- _Data to process_:
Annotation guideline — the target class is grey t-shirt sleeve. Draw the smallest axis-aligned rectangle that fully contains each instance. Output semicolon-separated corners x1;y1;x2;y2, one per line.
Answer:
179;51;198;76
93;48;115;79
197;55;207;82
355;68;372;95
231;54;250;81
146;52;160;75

- _Task goal_: Put every line of the items above into a numbered list and omit any blank lines.

- _Written answer_:
1. Annotation guideline — the target class is grey t-shirt sleeve. Draw the smallest axis-aligned rectangle that fully contains each instance. Output semicolon-separated corners x1;y1;x2;y2, one per line.
2. Answer:
3. 179;51;198;76
4. 93;48;115;79
5. 197;55;207;82
6. 355;68;372;95
7. 231;54;250;81
8. 146;52;160;75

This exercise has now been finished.